> [What is expected]:
Write out, word for word, the stretch of the commentary below on the economy and the 2014 midterms that starts with "But Raum believes" and continues through "without taking credit.".

> [Provided passage]:
Tom Raum's AP article "Economic gains may not help Democrats much in 2014" really deserves a subtitle like, say, "Unless of Course They're Really Good." The nut of Raum's argument:
--Presidential claims of responsibility for economic gains rarely win plaudits from voters, yet presidents nearly always get blamed when things get worse.
--The historical odds for midterm gains in Congress by the in-power party are slim at best. Since World War II, the president's party has lost an average of 26 seats in midterm elections and gained seats only twice -- Democrats in 1998 under President Bill Clinton and Republicans in 2002 with George W. Bush in the Oval Office.
--Presidential elections are often referendums on the economy. That applies less often to midterms.
Raum adds that "there has been a feeling of incremental improvement after Obama's first term in office. That's the key word, incremental. Presidents have to make the people believe that things are getting better every month."
Raum concedes the good news Dems are trumpeting: "Right now, surveys and reports show that the recovery is continuing, although more slowly than most, despite continued high unemployment and an environment of modest economic growth and inflation. Home prices are on the rise, manufacturing is slowly improving." He cites an uptick in consumer spending and economic growth statistics. He says economists credit Obama's policies with creating about 3 million jobs, while the Administration claims 6 million jobs added.
But Raum believes sitting presidents have to be very cautious about how much they brag about their economic accomplishments:
Democratic strategists James Carville, Stan Greenberg and Erica Seifert concluded from focus-group sessions with both Democratic and Republican audiences that Obama fares far better in speeches when he highlights economic progress without taking credit.
People "are very much on edge financially ... because they live it every day. Every speech needs to start from a place that understands this is not theoretical or ideological," they wrote in a policy memo. Obama must "thread a very careful needle," they concluded.
Raum also quotes Rutgers political science professor: "Americans would say, 'Well, that's our judgment to make, whether you're doing a good job or not....Facts speak for themselves," Baker said. "If things are good, you don't really need to make any extraordinary claims."
President Obama is certainly smart enough to avoid crossing the line between skilfully defending his record with facts and bragging immodestly. He's got articulate surrogates who can amplify his accomplishments in a way that allows him to preserve his dignity. he also has a good sense of just how much he can get away with in terms of explaining his challenges without sounding like a whiner. We will never hear him echoing his predecessor's mantra in the 2004 debate with Sen Kerry "It's tough...It's hard work"
Most voters are smart enough to know that presidents can have undeserved good luck or bad luck. The 2012 vote suggests that a healthy majority apparently gets it that President Obama inherited an unholy mess from his predecessor, and increasingly, that he has done fairly well, especially considering that the Republican party has zero interest in doing anything that might help the country if it also means helping Obama.

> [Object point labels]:
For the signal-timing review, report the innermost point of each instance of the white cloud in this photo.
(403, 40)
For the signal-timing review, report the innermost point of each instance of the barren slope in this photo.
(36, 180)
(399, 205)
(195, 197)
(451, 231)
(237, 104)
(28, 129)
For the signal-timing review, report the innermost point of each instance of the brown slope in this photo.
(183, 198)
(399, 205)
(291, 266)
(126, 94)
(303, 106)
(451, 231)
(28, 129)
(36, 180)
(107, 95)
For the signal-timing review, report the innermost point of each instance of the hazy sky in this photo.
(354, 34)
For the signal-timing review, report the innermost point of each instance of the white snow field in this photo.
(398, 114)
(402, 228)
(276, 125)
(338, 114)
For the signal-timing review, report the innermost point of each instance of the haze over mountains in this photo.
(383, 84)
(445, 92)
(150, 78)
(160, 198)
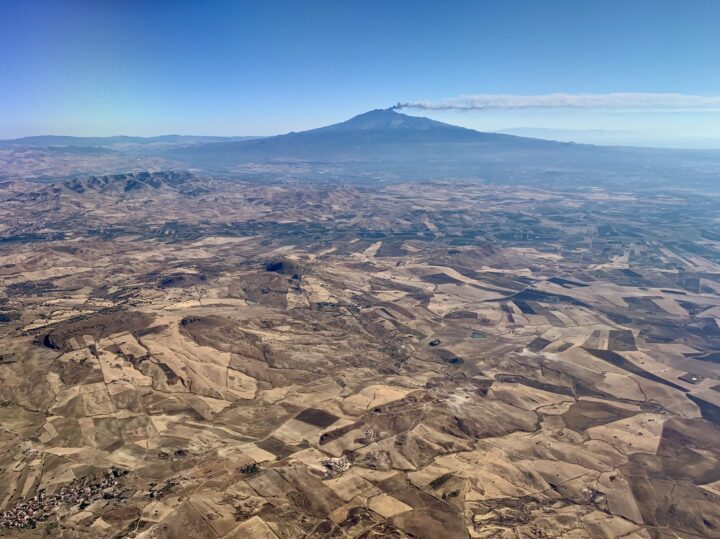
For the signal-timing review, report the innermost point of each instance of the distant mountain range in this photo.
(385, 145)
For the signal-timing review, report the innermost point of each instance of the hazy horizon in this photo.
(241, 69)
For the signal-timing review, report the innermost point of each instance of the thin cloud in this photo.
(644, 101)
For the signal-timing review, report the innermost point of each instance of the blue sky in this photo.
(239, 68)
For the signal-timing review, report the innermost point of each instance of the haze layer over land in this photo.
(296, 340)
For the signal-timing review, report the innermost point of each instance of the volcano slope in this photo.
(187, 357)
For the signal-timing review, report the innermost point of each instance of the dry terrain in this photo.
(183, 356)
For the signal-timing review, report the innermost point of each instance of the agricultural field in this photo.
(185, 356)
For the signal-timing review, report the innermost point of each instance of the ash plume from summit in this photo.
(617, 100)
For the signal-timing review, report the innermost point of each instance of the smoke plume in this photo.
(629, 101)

> [The answer]:
But Raum believes sitting presidents have to be very cautious about how much they brag about their economic accomplishments:
Democratic strategists James Carville, Stan Greenberg and Erica Seifert concluded from focus-group sessions with both Democratic and Republican audiences that Obama fares far better in speeches when he highlights economic progress without taking credit.